> **EXERCISE**
When you retype the entries, keep each one exact and leave out the pictures.

···

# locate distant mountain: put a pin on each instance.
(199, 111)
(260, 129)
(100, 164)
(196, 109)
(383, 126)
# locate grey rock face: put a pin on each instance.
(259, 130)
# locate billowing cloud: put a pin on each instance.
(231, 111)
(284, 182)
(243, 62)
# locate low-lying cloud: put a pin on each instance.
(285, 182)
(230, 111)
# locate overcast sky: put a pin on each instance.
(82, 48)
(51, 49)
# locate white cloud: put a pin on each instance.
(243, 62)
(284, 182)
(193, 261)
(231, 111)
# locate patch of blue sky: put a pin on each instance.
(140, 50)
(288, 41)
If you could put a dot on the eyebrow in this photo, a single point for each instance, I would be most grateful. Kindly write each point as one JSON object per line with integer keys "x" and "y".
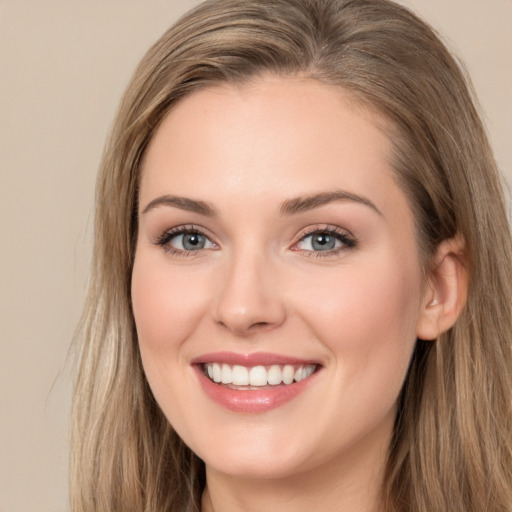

···

> **THE COMPLETED TASK**
# locate distant mountain: put a pin on each instance.
(199, 111)
(260, 129)
(100, 164)
(196, 109)
(383, 126)
# locate grey rock face: put a pin on each instance.
(259, 130)
# locate billowing cloud: put a pin on each instance.
(231, 111)
(284, 182)
(243, 62)
# locate low-lying cloud: put a pin on each instance.
(285, 182)
(230, 111)
# locate overcast sky: put a pin on each instance.
(82, 48)
(51, 49)
# locate white cloud: put a pin on each instance.
(243, 62)
(284, 182)
(193, 261)
(231, 111)
# locate patch of blue sky: put a pin on each instance.
(140, 50)
(288, 41)
If you could put a dot on the eyebrow in this photo, a single point for each instance, I would be most grateful. Kindly write each point as one JSON object per line with integer keys "x" and "y".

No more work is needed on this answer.